§ **EXERCISE PROMPT**
Give back each entry verbatim.

§ **RECORDS FOR THIS TASK**
________________________

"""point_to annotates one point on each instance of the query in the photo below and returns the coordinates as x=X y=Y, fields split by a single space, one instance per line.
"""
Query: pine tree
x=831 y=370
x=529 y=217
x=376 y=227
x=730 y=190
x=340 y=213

________________________

§ **YOUR SOLUTION**
"""point_to annotates one point on each instance of the query in the photo below and returns the coordinates as x=X y=Y, fields split by a single space, one instance per line.
"""
Query: pine tree
x=831 y=370
x=529 y=217
x=376 y=227
x=730 y=190
x=340 y=213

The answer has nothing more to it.